Spain’s defenders on a mission

Spain’s meeting with Brazil on Saturday is a final come early for La Roja following their opening-day draw against Costa Rica in the FIFA Women’s World Cup Canada 2015™.

Leading the Brazilian challenge, as always, will be five-time FIFA Women’s World Player of the Year Marta, who also happens to be the leading scorer in the history of the Women’s World Cup.

Sitting down to discuss the challenge of negating the threat posed by the Brazilian and her fellow Canarinha stars with were three members of the Spanish back-line.

“We’ve been analysing the game and we have to pay close attention to the gaps they’ll try to create,” said versatile defender Marta Torrejon.

“We need to keep a really close eye on their midfield, which is very dynamic. I’m not going to tell you any more though,” she added, flashing a smile.

One Spain player with more information than most on the magical Marta is her former Tyreso team-mate and close friend Veronica Boquete.

As Torrejon revealed, the Spain players have already spoken about the threat she and Brazil’s other established stars pose: “We’ve mainly discussed the fact that we have to watch all their veteran players. They’ve got bags of experience and the skill to decide matches with the smallest of details.”

» **Excerpted records**:
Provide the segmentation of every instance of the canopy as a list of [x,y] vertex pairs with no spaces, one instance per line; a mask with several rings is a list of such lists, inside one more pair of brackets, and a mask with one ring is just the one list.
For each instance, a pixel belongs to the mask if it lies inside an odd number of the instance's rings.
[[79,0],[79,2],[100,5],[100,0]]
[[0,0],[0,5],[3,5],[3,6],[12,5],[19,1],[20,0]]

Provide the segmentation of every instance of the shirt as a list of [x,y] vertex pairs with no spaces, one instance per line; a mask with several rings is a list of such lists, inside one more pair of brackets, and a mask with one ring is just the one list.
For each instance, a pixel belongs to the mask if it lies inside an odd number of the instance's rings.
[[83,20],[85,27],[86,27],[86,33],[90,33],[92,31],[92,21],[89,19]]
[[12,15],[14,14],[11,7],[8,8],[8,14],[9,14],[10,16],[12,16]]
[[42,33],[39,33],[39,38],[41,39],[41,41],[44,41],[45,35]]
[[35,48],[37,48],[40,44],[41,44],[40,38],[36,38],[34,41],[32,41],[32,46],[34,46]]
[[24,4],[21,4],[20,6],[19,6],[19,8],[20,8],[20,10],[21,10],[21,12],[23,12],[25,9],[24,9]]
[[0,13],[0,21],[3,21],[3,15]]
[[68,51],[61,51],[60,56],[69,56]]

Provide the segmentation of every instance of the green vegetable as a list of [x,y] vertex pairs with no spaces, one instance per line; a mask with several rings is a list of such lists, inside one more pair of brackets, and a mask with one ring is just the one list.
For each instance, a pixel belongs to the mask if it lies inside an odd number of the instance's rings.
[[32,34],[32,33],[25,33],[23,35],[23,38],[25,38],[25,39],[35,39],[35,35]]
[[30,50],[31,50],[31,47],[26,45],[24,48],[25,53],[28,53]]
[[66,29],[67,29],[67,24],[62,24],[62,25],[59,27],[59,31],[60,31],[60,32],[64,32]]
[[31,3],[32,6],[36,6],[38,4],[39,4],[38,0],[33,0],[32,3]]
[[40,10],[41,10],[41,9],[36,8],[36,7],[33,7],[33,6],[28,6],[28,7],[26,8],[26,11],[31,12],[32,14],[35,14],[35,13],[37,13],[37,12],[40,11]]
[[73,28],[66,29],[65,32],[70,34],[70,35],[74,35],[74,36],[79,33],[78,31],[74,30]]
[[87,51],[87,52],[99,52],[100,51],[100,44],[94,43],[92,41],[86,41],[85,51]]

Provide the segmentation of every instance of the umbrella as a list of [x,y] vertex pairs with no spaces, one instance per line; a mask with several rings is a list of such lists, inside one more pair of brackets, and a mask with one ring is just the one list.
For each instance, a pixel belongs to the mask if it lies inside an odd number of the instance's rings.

» **Requests**:
1) Rewrite the article about Spain's defenders from "Spain’s meeting with" up to and including "Cup Canada 2015™.", putting "Mexico" in place of "Costa Rica".
2) According to the article about Spain's defenders, at which club were Veronica Boquete and Marta team-mates?
Use only the article about Spain's defenders, not the data.

» **Answers to the problems**:
1)
Spain’s meeting with Brazil on Saturday is a final come early for La Roja following their opening-day draw against Mexico in the FIFA Women’s World Cup Canada 2015™.

2) Tyreso